* START Material for the task *

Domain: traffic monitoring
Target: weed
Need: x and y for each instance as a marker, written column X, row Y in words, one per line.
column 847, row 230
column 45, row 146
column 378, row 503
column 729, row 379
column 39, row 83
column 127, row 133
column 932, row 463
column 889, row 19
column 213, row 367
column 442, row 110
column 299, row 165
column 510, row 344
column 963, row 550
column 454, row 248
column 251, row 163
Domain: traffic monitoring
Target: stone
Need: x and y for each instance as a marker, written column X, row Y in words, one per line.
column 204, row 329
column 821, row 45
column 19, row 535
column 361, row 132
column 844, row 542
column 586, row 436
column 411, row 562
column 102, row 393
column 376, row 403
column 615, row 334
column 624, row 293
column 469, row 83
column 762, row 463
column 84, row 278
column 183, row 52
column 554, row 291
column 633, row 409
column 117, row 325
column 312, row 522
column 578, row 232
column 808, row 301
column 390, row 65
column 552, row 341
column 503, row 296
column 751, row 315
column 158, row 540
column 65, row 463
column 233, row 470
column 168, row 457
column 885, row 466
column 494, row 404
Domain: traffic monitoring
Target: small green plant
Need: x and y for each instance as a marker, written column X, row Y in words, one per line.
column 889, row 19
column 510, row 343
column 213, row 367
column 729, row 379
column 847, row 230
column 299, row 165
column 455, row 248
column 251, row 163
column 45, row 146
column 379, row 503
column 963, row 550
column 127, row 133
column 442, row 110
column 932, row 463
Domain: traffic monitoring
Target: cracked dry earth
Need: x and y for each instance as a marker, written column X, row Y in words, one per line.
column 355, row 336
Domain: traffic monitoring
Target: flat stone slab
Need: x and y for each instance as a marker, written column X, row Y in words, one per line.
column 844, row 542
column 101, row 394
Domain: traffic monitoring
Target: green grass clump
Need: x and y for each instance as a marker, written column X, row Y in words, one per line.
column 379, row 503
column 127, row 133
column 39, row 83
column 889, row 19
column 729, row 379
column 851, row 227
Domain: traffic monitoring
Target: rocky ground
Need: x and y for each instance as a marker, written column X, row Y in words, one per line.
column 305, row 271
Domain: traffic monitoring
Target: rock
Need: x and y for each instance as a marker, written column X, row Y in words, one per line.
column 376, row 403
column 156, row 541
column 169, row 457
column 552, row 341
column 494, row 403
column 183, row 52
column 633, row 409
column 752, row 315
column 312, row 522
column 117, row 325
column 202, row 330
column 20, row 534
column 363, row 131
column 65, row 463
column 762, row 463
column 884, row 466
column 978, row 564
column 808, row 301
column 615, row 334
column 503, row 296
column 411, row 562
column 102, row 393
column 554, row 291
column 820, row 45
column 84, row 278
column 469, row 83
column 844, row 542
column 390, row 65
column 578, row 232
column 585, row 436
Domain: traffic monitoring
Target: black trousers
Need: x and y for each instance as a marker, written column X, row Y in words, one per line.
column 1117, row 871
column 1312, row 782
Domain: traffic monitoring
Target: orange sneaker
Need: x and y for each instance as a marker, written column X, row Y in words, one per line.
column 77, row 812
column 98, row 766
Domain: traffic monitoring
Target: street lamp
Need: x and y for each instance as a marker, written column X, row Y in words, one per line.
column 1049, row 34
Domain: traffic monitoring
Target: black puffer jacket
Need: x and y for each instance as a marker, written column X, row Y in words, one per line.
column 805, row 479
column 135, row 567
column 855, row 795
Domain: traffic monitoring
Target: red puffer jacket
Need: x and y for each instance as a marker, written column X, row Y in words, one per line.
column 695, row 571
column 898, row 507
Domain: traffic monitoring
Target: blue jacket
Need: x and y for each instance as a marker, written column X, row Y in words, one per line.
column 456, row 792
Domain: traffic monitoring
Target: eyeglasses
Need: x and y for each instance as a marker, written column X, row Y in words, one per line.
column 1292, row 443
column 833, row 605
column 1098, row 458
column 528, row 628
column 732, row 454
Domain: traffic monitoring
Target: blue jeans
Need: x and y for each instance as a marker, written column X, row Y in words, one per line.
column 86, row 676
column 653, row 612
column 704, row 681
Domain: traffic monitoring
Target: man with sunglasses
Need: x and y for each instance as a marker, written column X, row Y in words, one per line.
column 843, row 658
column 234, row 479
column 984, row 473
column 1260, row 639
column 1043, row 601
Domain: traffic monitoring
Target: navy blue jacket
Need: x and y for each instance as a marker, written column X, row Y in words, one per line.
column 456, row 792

* END Material for the task *

Do this: Could you rewrite all of the material above, changing each "traffic monitoring" to "field survey" and leaving everything else unchanged?

Result of this exercise:
Domain: field survey
Target: weed
Need: x and y for each instance as a marker, written column X, row Y in words, one per line.
column 847, row 230
column 45, row 146
column 378, row 503
column 729, row 379
column 39, row 83
column 127, row 133
column 932, row 463
column 889, row 19
column 213, row 367
column 442, row 110
column 299, row 165
column 510, row 344
column 963, row 550
column 454, row 248
column 251, row 163
Domain: field survey
Target: stone
Need: x and y for each instance as a marker, written column X, row Y in words, one per line.
column 204, row 329
column 821, row 45
column 19, row 535
column 361, row 132
column 844, row 542
column 586, row 436
column 411, row 562
column 102, row 393
column 376, row 403
column 615, row 334
column 624, row 293
column 469, row 83
column 762, row 463
column 84, row 278
column 183, row 52
column 554, row 291
column 633, row 409
column 117, row 325
column 312, row 522
column 578, row 232
column 808, row 301
column 390, row 65
column 552, row 341
column 503, row 296
column 751, row 315
column 158, row 540
column 65, row 463
column 233, row 470
column 168, row 457
column 885, row 466
column 494, row 404
Domain: field survey
Target: small green plant
Need: x and y for each instance as a marker, written column X, row Y in words, one per line.
column 889, row 19
column 510, row 343
column 213, row 367
column 729, row 379
column 847, row 230
column 299, row 165
column 455, row 248
column 251, row 163
column 45, row 146
column 379, row 503
column 963, row 550
column 127, row 133
column 442, row 110
column 932, row 463
Domain: field survey
Target: cracked dry earth
Need: x and y for each instance as a marker, written column X, row Y in words, one per line.
column 355, row 336
Domain: field survey
Target: flat stone slab
Need: x and y for each instance as a marker, written column X, row Y in words, one per line.
column 844, row 542
column 101, row 394
Domain: field survey
Target: green grass clump
Need: x and y for each instance as a marker, written column X, row Y in words, one per line.
column 379, row 503
column 127, row 133
column 39, row 83
column 889, row 19
column 729, row 379
column 851, row 227
Domain: field survey
Target: rocky ground
Need: x and y for each instance as a marker, written column X, row Y in words, one per line.
column 305, row 271
Domain: field survey
Target: rock
Need: x and y for each instance as a marker, written column X, row Y in words, one per line.
column 376, row 403
column 156, row 541
column 169, row 457
column 552, row 341
column 494, row 403
column 183, row 52
column 633, row 409
column 752, row 315
column 312, row 522
column 117, row 325
column 202, row 330
column 20, row 534
column 363, row 131
column 65, row 463
column 762, row 463
column 884, row 466
column 978, row 564
column 808, row 301
column 615, row 334
column 503, row 296
column 411, row 562
column 102, row 393
column 554, row 291
column 820, row 45
column 84, row 278
column 469, row 83
column 844, row 542
column 390, row 65
column 578, row 232
column 585, row 436
Domain: field survey
Target: black trousers
Need: x and y for each instance as a marker, written column X, row Y in words, one per line.
column 1117, row 871
column 1312, row 782
Domain: field survey
Target: orange sneaker
Need: x and y for each instance as a marker, written column X, row Y in words, one per line.
column 77, row 812
column 98, row 766
Domain: field survey
Target: street lamp
Need: x and y for each instance as a marker, written column X, row Y in words, one per line.
column 1049, row 34
Domain: field survey
Target: black puffer jacket
Need: x and y for each instance as a marker, written column X, row Y in words, one per line.
column 805, row 479
column 135, row 567
column 855, row 795
Domain: field survey
Target: red puffer jacket
Need: x and y for each instance as a marker, written column X, row Y in words, one per line.
column 695, row 571
column 898, row 507
Domain: field survey
Target: blue jacket
Need: x and y for each instance as a marker, written column X, row Y in words, one per line.
column 456, row 792
Domain: field survey
Target: eyeglasses
Need: x and y for each instance as a marker, written column X, row Y in words, one per line.
column 1292, row 443
column 833, row 605
column 1098, row 458
column 528, row 628
column 732, row 454
Domain: field survey
Target: blue jeans
Need: x and y for each instance as a marker, written column X, row Y in words, one per line.
column 86, row 676
column 653, row 612
column 704, row 681
Domain: field survey
Target: man with sunglasses
Need: x and y for each instance as a marker, written column X, row Y in words, one per line.
column 843, row 658
column 234, row 479
column 984, row 473
column 1260, row 639
column 1043, row 601
Domain: field survey
Target: navy blue jacket
Need: x and y for each instance as a marker, written column X, row Y in words, one per line.
column 456, row 792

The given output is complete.